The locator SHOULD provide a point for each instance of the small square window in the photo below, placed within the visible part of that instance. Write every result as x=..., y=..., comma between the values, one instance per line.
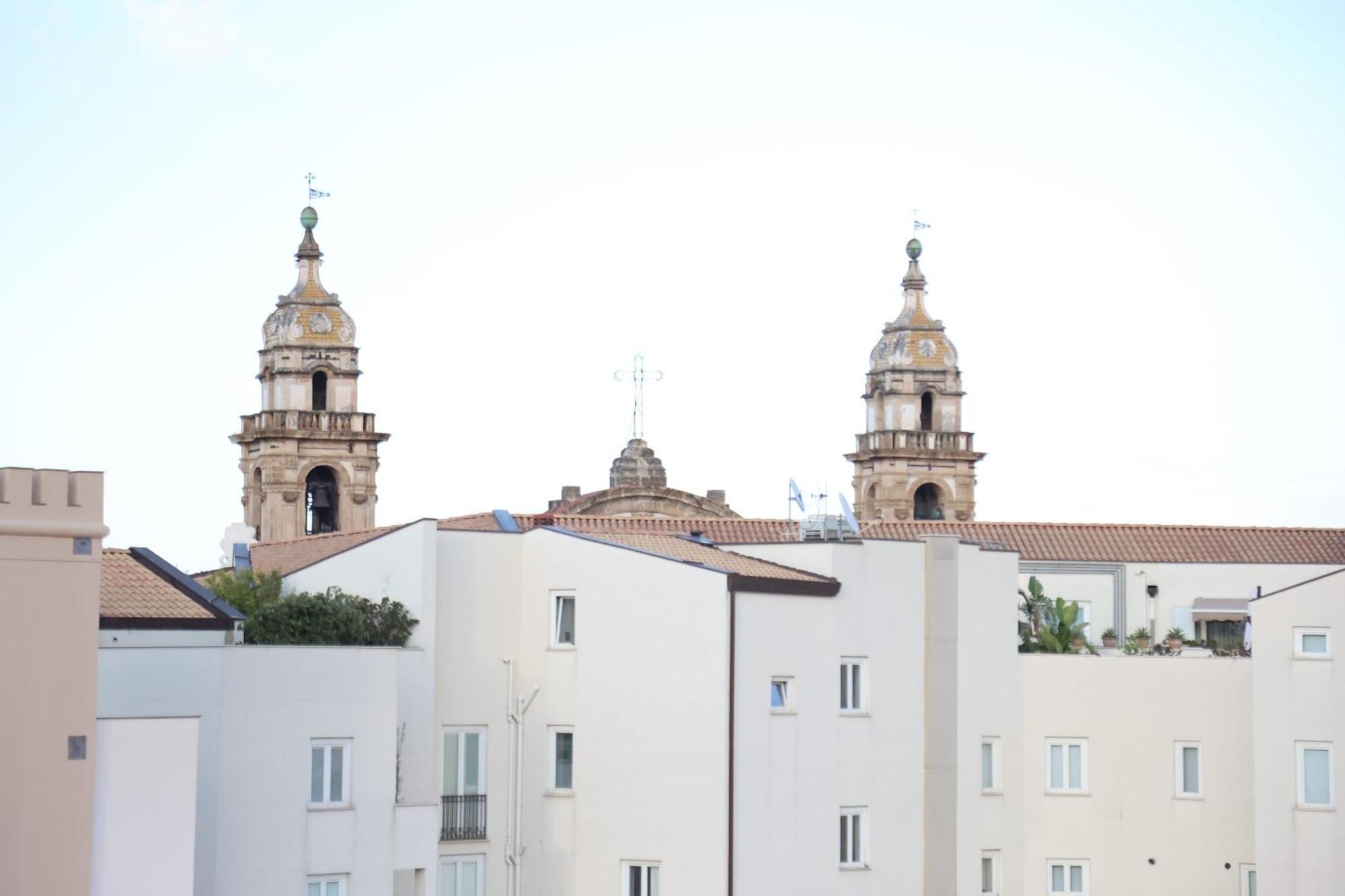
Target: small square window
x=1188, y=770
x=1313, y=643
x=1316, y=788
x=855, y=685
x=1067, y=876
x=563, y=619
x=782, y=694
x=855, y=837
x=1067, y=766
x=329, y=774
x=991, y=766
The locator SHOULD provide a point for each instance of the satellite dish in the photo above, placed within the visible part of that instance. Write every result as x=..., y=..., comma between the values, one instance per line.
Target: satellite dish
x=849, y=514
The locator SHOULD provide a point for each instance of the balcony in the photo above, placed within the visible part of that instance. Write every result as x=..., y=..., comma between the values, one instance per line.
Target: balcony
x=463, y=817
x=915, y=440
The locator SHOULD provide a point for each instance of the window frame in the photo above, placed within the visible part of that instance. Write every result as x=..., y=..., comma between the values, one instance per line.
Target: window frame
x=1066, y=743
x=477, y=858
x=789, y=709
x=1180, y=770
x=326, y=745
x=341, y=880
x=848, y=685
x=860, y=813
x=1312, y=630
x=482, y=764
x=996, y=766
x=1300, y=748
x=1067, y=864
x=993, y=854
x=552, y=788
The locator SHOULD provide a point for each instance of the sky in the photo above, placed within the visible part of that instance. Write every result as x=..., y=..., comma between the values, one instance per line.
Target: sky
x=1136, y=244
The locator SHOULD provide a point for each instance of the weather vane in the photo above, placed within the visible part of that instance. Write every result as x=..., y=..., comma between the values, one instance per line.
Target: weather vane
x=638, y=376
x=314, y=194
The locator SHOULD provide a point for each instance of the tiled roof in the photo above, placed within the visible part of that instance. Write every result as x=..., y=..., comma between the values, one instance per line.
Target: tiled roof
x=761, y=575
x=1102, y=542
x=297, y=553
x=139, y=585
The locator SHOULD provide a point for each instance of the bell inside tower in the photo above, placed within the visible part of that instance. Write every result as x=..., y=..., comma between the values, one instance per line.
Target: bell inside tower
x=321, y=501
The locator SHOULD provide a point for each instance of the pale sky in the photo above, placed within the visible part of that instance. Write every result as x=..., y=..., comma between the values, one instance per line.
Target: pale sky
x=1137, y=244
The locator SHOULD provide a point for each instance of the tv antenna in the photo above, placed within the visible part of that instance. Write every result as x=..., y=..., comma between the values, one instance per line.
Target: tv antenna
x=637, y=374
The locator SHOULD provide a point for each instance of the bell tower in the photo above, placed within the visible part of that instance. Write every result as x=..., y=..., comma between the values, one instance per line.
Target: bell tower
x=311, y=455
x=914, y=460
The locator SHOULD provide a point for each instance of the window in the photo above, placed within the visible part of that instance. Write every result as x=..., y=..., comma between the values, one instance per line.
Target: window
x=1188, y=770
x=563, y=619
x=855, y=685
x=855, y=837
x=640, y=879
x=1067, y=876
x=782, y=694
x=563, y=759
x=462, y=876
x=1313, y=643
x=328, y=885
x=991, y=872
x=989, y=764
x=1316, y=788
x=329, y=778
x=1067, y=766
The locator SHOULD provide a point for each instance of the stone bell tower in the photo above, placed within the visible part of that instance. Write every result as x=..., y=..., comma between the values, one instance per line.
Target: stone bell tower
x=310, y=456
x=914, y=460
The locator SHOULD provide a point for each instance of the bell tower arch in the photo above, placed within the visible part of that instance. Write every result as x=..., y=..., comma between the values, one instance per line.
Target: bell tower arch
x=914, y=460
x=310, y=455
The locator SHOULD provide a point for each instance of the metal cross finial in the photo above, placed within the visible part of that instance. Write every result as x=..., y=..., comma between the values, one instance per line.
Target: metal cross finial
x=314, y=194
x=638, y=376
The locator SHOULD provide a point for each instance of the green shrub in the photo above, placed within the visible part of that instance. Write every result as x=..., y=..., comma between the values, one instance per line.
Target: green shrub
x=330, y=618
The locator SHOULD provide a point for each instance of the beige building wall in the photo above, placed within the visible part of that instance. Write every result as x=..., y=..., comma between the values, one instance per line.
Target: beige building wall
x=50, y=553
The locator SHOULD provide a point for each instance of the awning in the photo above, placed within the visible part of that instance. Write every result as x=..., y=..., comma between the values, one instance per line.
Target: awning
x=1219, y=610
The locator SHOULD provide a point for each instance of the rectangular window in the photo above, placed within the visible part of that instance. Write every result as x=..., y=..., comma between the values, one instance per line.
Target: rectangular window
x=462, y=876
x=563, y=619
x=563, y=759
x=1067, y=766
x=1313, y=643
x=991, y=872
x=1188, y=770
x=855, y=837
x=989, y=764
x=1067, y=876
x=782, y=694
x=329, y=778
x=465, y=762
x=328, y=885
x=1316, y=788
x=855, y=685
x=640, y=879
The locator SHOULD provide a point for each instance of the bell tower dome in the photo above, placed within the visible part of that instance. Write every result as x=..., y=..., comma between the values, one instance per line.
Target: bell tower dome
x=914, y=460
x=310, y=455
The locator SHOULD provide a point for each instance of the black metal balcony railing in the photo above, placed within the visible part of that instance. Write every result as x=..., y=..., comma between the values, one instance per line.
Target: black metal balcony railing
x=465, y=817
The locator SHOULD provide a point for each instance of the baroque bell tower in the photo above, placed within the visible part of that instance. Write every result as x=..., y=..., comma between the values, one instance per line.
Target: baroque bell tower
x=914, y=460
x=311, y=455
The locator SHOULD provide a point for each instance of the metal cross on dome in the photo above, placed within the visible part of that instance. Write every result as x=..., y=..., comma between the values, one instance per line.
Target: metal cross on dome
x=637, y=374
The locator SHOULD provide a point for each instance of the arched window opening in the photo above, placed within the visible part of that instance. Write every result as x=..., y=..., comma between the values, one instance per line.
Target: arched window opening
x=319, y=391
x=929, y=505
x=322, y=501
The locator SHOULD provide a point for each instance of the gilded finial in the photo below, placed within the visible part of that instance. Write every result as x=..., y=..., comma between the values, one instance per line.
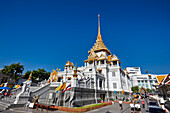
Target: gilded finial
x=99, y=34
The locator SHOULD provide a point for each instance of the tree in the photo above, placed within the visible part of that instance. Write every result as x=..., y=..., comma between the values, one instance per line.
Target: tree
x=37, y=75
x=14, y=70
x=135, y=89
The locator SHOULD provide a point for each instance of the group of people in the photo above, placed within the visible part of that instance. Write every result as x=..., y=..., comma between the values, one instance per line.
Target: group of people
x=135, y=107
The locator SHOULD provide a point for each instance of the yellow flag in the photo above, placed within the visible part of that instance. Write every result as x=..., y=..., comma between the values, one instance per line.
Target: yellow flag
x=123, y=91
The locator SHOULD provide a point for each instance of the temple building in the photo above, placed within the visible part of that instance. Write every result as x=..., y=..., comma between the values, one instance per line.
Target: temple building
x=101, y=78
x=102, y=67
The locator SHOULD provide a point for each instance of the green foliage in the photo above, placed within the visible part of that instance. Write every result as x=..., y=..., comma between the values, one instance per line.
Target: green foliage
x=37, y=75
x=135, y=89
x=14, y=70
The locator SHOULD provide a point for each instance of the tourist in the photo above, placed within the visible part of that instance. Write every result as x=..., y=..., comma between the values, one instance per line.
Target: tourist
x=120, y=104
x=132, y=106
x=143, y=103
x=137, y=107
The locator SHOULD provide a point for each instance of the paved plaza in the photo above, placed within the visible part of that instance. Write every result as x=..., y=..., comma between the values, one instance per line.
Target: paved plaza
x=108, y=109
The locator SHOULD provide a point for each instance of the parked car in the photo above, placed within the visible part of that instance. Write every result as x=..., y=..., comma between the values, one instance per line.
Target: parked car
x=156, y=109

+---+

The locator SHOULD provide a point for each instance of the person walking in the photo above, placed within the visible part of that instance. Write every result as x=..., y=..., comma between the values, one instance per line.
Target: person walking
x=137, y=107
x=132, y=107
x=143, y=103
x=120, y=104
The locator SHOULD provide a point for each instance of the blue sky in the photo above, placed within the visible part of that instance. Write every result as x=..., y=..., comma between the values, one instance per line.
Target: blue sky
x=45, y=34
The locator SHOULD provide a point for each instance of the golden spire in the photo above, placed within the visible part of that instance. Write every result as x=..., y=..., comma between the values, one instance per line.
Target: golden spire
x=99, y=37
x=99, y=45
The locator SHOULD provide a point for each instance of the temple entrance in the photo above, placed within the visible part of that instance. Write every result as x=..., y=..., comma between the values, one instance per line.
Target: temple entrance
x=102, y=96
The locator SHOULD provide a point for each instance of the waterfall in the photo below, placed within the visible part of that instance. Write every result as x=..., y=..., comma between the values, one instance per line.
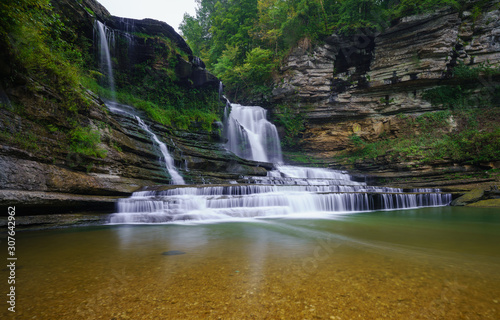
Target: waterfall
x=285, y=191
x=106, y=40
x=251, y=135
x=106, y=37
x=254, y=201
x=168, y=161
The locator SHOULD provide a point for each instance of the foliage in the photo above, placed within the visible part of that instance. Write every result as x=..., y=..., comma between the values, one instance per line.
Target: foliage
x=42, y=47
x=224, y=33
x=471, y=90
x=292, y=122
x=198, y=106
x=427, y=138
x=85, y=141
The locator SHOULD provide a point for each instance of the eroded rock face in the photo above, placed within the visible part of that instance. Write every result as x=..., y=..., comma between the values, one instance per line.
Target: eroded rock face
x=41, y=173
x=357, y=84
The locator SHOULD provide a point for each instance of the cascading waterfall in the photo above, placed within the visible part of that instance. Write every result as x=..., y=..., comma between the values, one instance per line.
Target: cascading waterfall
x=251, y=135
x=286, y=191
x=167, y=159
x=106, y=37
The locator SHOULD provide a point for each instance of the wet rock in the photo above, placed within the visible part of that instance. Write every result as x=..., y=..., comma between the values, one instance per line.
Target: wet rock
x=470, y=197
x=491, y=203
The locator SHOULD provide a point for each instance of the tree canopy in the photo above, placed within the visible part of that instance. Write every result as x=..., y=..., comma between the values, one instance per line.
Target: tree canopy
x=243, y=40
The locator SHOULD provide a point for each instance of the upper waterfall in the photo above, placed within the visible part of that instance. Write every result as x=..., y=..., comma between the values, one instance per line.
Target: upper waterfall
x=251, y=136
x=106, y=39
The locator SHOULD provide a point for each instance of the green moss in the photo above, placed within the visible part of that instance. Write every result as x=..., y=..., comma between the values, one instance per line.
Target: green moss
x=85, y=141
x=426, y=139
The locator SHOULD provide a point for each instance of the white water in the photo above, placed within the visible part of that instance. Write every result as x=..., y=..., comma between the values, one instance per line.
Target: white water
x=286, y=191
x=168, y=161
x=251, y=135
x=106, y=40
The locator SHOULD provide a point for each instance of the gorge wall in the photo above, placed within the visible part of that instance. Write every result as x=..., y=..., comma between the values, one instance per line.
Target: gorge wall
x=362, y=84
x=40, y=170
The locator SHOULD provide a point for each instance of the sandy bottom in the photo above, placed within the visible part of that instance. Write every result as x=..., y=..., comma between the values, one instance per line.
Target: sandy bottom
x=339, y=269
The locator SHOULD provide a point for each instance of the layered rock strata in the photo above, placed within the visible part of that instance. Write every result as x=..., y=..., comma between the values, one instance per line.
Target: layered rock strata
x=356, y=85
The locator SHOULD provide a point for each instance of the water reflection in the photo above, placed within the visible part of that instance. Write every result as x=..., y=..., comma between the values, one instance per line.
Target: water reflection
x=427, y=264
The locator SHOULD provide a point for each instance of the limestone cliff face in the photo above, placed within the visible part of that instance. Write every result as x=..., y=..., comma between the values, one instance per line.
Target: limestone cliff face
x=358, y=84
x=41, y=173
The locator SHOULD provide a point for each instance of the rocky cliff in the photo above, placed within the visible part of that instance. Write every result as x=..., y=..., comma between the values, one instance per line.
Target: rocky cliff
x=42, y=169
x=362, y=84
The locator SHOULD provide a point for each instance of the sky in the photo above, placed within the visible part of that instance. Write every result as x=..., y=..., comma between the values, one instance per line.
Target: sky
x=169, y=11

+---+

- **What to do**
Only the lines above that include the word "below" belong in the answer; copy each one.

- **Response**
The locator SHOULD provide a point for each instance of the small square window in the photo below, placed within the visible part of that instance. Write every result as x=..., y=..., comma between the values, one instance per line.
The locator SHOULD provide a point for each instance of the gilded finial in the photo below, placed within the visible part of that instance. Write every result as x=..., y=..., comma between the values, one instance per line.
The locator SHOULD provide a point for each instance of the waterfall in the photo below, placed within the visible part of that instance. Write every result as x=..., y=..., comma between the values, one instance per line.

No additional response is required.